**Written request**
Rewrite all of the lines below, replacing "Please match this form" with "Use this format" everywhere it occurs and keeping everything else the same. Leave the pictures out of your answer.

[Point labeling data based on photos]
## Begin

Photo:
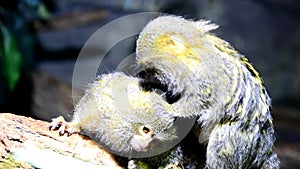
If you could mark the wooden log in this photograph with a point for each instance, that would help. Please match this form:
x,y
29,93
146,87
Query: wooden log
x,y
27,143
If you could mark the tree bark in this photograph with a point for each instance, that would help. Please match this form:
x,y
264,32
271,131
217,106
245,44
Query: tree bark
x,y
24,140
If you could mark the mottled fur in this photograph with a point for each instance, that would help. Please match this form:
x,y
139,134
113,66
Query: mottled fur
x,y
218,85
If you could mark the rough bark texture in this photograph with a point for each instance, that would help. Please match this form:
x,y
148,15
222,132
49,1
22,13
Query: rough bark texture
x,y
23,133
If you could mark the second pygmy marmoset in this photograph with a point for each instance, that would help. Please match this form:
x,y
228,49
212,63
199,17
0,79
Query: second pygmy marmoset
x,y
215,83
117,113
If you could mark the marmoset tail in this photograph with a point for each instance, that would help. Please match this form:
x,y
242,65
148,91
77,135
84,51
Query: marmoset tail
x,y
217,84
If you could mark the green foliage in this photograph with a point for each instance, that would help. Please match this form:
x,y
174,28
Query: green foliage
x,y
11,58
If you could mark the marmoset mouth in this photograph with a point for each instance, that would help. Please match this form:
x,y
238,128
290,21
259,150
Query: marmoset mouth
x,y
150,83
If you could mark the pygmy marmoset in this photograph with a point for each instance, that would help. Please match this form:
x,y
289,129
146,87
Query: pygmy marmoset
x,y
216,83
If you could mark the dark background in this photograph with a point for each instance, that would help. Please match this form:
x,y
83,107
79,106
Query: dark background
x,y
49,41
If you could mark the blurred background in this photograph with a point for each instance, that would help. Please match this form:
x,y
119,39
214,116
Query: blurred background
x,y
40,41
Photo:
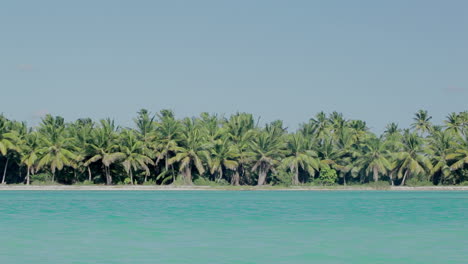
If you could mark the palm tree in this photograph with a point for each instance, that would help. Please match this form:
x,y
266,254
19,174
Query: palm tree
x,y
411,158
268,147
240,129
223,155
8,140
459,154
103,147
422,122
81,133
133,157
375,158
191,152
169,131
440,145
55,147
346,152
30,153
317,127
300,156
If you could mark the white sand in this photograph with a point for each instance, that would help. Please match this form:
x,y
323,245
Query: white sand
x,y
18,187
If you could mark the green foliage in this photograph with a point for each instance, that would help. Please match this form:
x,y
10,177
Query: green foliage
x,y
282,178
87,182
127,181
380,185
200,181
149,182
213,150
328,177
415,182
42,179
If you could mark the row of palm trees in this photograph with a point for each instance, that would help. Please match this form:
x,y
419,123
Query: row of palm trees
x,y
161,149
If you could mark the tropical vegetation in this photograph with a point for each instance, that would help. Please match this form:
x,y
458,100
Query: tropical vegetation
x,y
162,149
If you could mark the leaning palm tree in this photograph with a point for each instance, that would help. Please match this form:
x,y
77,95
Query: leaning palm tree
x,y
375,158
223,156
268,147
439,147
459,154
168,136
55,150
422,122
240,129
103,147
192,151
8,142
300,156
133,157
30,153
411,159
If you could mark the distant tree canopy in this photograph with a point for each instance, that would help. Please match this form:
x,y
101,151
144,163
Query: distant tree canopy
x,y
161,149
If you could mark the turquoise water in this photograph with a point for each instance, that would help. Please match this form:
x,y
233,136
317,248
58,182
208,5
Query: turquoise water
x,y
233,227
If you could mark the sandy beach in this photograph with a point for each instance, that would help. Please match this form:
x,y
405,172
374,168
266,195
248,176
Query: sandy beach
x,y
218,188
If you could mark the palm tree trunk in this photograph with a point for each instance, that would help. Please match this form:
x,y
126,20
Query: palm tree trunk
x,y
376,174
235,178
296,176
188,175
404,178
27,177
108,176
261,176
220,174
4,171
90,178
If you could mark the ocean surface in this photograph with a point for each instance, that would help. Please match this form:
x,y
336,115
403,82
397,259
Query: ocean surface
x,y
233,227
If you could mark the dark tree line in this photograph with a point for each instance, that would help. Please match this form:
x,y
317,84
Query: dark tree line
x,y
162,149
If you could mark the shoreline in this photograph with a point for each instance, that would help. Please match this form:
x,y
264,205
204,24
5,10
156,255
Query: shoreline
x,y
220,188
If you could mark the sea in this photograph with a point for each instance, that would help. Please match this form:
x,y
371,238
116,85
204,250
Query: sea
x,y
204,227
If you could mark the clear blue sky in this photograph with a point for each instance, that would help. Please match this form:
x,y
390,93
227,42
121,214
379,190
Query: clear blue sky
x,y
379,61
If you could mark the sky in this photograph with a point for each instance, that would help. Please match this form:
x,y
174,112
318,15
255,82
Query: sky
x,y
379,61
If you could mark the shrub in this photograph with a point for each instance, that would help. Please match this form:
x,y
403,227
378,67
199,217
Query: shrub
x,y
282,178
41,179
380,185
327,177
150,182
127,181
414,182
87,182
201,181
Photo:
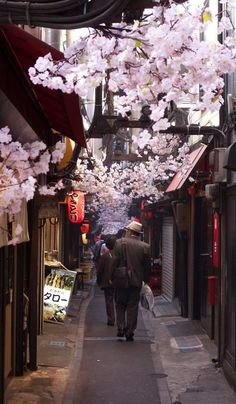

## End

**Worked solution**
Photo:
If you could mark the wooden log in this photograph with a point for each instance, that would help. Use this format:
x,y
29,93
146,87
Query: wooden log
x,y
27,143
If you could mark the tree bark in this photograph with a point for each instance, that would help. Use this format:
x,y
264,32
271,131
217,106
245,44
Query: tree bark
x,y
24,140
If you could mark the mottled fur in this photograph with a point for each instance, that would help. Use this format:
x,y
139,134
113,66
Query: mottled fur
x,y
218,85
If you could mark the rough bark texture in this photograph with a point for each instance, that would help. Use this format:
x,y
148,15
222,132
49,1
22,13
Query: rough bark texture
x,y
23,133
If you could mark the second pygmy marmoset in this photograph with a point for each instance, that would help. Use this format:
x,y
228,49
212,63
199,17
0,79
Query: second pygmy marmoset
x,y
215,83
117,113
If you could mark the marmoset tail in this photograph with a point for each instance, that would help. Use this format:
x,y
242,65
148,91
77,135
84,51
Query: marmoset tail
x,y
217,84
If you could mark the green foliage in this photograph with a point for each instance, that would help. Use this format:
x,y
174,28
Query: green foliage
x,y
11,58
If you could mark the marmoset mouth in this photograph with a point for each instance, that would help. Use this format:
x,y
238,128
290,21
259,150
Query: marmoset mouth
x,y
150,83
If you could mark the pygmy marmoset in this photograph with a point for each instance, that would help. Use this format:
x,y
289,129
146,87
Query: pygmy marmoset
x,y
216,83
If you could mark the dark background in this photograph with a point for each instance, that would help. Use this format:
x,y
83,107
79,106
Query: dark background
x,y
49,41
If you could mark the blurred background in this photograph with a point for each instance, that would help. Use this format:
x,y
119,39
214,116
Query: blurred background
x,y
40,41
Photo:
If you could mark the palm tree in this photograph with a point for each instance, that would help. Use this format:
x,y
266,254
19,174
Query: palm tree
x,y
411,158
268,147
240,129
223,155
8,140
459,154
103,147
422,122
81,133
133,157
375,158
191,152
169,131
440,145
55,147
346,152
30,153
317,127
300,156
If you could mark the white sand in this photograph with a point for each instance, that would help. Use this format:
x,y
323,245
Query: white sand
x,y
18,187
If you could mark the green foliage in this photograph with a point for each instance, that would help. Use this format:
x,y
10,177
Query: green foliage
x,y
282,178
87,182
127,181
380,185
200,181
149,182
213,150
328,177
415,182
42,179
If you could mark the row of palm trees in this photograph with a point for each instance, that would help. Use this format:
x,y
419,123
Query: row of palm trees
x,y
161,149
If you could mark the tropical vegetation in this photograph with a point for each instance, that would help. Use this format:
x,y
458,100
Query: tropical vegetation
x,y
162,149
If you could mark the leaning palm tree in this photograph with a point for each instance, that would help. Use this format:
x,y
77,95
Query: leaning palm tree
x,y
375,158
223,156
268,147
439,147
459,154
168,136
55,150
422,122
240,129
103,147
192,151
8,142
300,156
133,157
30,153
411,159
If you could mark the distant tree canopy in this photograph with a point for each instance, that would help. Use this format:
x,y
101,151
144,163
Query: distant tree canopy
x,y
161,149
If you could mark the turquoise water in this photograph with a point for each instance, that would help. Use this format:
x,y
233,136
317,248
58,182
208,5
Query: turquoise water
x,y
233,227
If you could mark the sandy beach in this photograph with a point for each instance, that would help. Use this format:
x,y
405,172
374,168
266,195
248,176
Query: sandy beach
x,y
218,188
If you could mark the palm tree trunk in this photograph with a point for each instance, that would help. Use this format:
x,y
126,20
Query: palm tree trunk
x,y
376,174
235,178
296,176
188,175
404,178
27,177
108,176
261,176
220,174
4,171
90,178
If you could mark the ocean surface in this photograph with a point for each instance, that would help. Use this format:
x,y
336,115
403,82
397,259
Query: ocean surface
x,y
233,227
If you could mark the dark tree line in this photograph with a point for each instance, that would help. Use this format:
x,y
317,84
Query: dark tree line
x,y
162,149
If you could mark the shoreline in this photograph with a point for each instance, that would help. Use this format:
x,y
264,205
204,24
5,10
156,255
Query: shoreline
x,y
220,188
If you could mark the sea in this photograph with a point for each instance, that would help. Use this format:
x,y
371,238
116,85
204,250
Query: sea
x,y
204,227
If you could mark the clear blue sky in this photograph with a point for each instance, that would help. Use this format:
x,y
390,93
227,42
121,214
379,190
Query: clear blue sky
x,y
379,61
If you could mark the sky in this photograph with a point for each instance, that would help. Use this format:
x,y
174,112
318,15
255,82
Query: sky
x,y
379,61
If you could mark the shrub in this photograph with a point for each instance, that would help. Use this format:
x,y
403,227
378,67
199,217
Query: shrub
x,y
282,178
41,179
380,185
327,177
150,182
127,181
414,182
87,182
201,181
Photo:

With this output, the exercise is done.